| TEXT SEGMENT |

## Start

All of lore.kernel.org
 help / color / mirror / Atom feed
From: Mike Rapoport <rppt@kernel.org>
To: Patrick Roy <roypat@amazon.co.uk>
Cc: seanjc@google.com, pbonzini@redhat.com,
	akpm@linux-foundation.org, dwmw@amazon.co.uk, david@redhat.com,
	tglx@linutronix.de, mingo@redhat.com, bp@alien8.de,
	dave.hansen@linux.intel.com, x86@kernel.org, hpa@zytor.com,
	willy@infradead.org, graf@amazon.com, derekmn@amazon.com,
	kalyazin@amazon.com, kvm@vger.kernel.org,
	linux-kernel@vger.kernel.org, linux-mm@kvack.org,
	dmatlack@google.com, tabba@google.com,
	chao.p.peng@linux.intel.com, xmarcalx@amazon.co.uk
Subject: Re: [RFC PATCH 5/8] kvm: gmem: add option to remove guest private memory from direct map
Date: Wed, 10 Jul 2024 10:31:35 +0300	[thread overview]
Message-ID: <Zo441yz7Yw2JZcPs@kernel.org> (raw)
In-Reply-To: <20240709132041.3625501-6-roypat@amazon.co.uk>

On Tue, Jul 09, 2024 at 02:20:33PM +0100, Patrick Roy wrote:
> While guest_memfd is not available to be mapped by userspace, it is
> still accessible through the kernel's direct map. This means that in
> scenarios where guest-private memory is not hardware protected, it can
> be speculatively read and its contents potentially leaked through
> hardware side-channels. Removing guest-private memory from the direct
> map, thus mitigates a large class of speculative execution issues
> [1, Table 1].
> 
> This patch adds a flag to the `KVM_CREATE_GUEST_MEMFD` which, if set, removes the
> struct pages backing guest-private memory from the direct map. Should
> `CONFIG_HAVE_KVM_GMEM_{INVALIDATE, PREPARE}` be set, pages are removed
> after preparation and before invalidation, so that the
> prepare/invalidate routines do not have to worry about potentially
> absent direct map entries.
> 
> Direct map removal do not reuse the `KVM_GMEM_PREPARE` machinery, since `prepare` can be
> called multiple time, and it is the responsibility of the preparation
> routine to not "prepare" the same folio twice [2]. Thus, instead
> explicitly check if `filemap_grab_folio` allocated a new folio, and
> remove the returned folio from the direct map only if this was the case.

## End

| SOURCE DATA |
## Start

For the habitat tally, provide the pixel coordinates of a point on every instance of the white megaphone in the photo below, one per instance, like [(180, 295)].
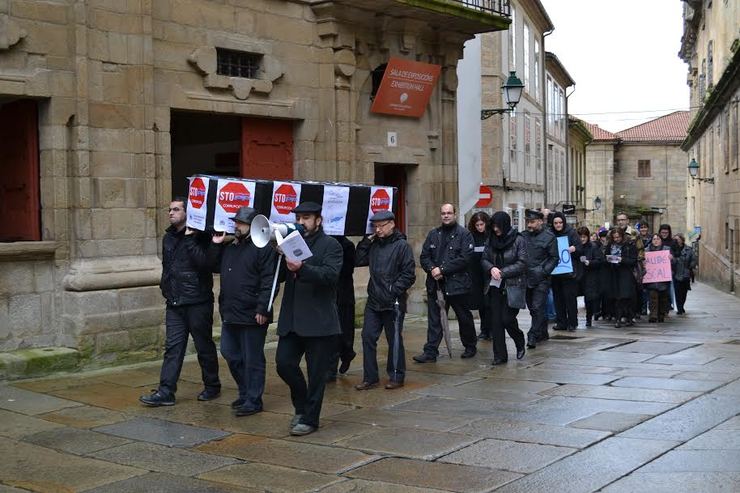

## End

| TASK REQUIREMENTS |
• 1. Reproduce the passage of the guest_memfd patch email that begins with the words containing "On Tue, Jul" and ends with "[1, Table 1].".
• 2. Carry the guest_memfd patch email forward from its last line, writing the portion that would come next.

| EXERCISE ANSWERS |
• 1.
On Tue, Jul 09, 2024 at 02:20:33PM +0100, Patrick Roy wrote:
> While guest_memfd is not available to be mapped by userspace, it is
> still accessible through the kernel's direct map. This means that in
> scenarios where guest-private memory is not hardware protected, it can
> be speculatively read and its contents potentially leaked through
> hardware side-channels. Removing guest-private memory from the direct
> map, thus mitigates a large class of speculative execution issues
> [1, Table 1].

• 2.
> 
> The patch uses release_folio instead of free_folio to reinsert pages
> back into the direct map as by the time free_folio is called,
> folio->mapping can already be NULL. This means that a call to
> folio_inode inside free_folio might deference a NULL pointer, leaving no
> way to access the inode which stores the flags that allow determining
> whether the page was removed from the direct map in the first place.
> 
> Lastly, the patch uses set_direct_map_{invalid,default}_noflush instead
> of `set_memory_[n]p` to avoid expensive flushes of TLBs and the L*-cache
> hierarchy. This is especially important once KVM restores direct map
> entries on-demand in later patches, where simple FIO benchmarks of a
> virtio-blk device have shown that TLB flushes on a Intel(R) Xeon(R)
> Platinum 8375C CPU @ 2.90GHz resulted in 80% degradation in throughput
> compared to a non-flushing solution.
> 
> Not flushing the TLB means that until TLB entries for temporarily
> restored direct map entries get naturally evicted, they can be used
> during speculative execution, and effectively "unhide" the memory for
> longer than intended. We consider this acceptable, as the only pages
> that are temporarily reinserted into the direct map like this will
> either hold PV data structures (kvm-clock, asyncpf, etc), or pages
> containing privileged instructions inside the guest kernel image (in the
> MMIO emulation case).
> 
> [1]: https://download.vusec.net/papers/quarantine_raid23.pdf
> 
> Signed-off-by: Patrick Roy <roypat@amazon.co.uk>
> ---
>  include/uapi/linux/kvm.h |  2 ++
>  virt/kvm/guest_memfd.c   | 52 ++++++++++++++++++++++++++++++++++------
>  2 files changed, 47 insertions(+), 7 deletions(-)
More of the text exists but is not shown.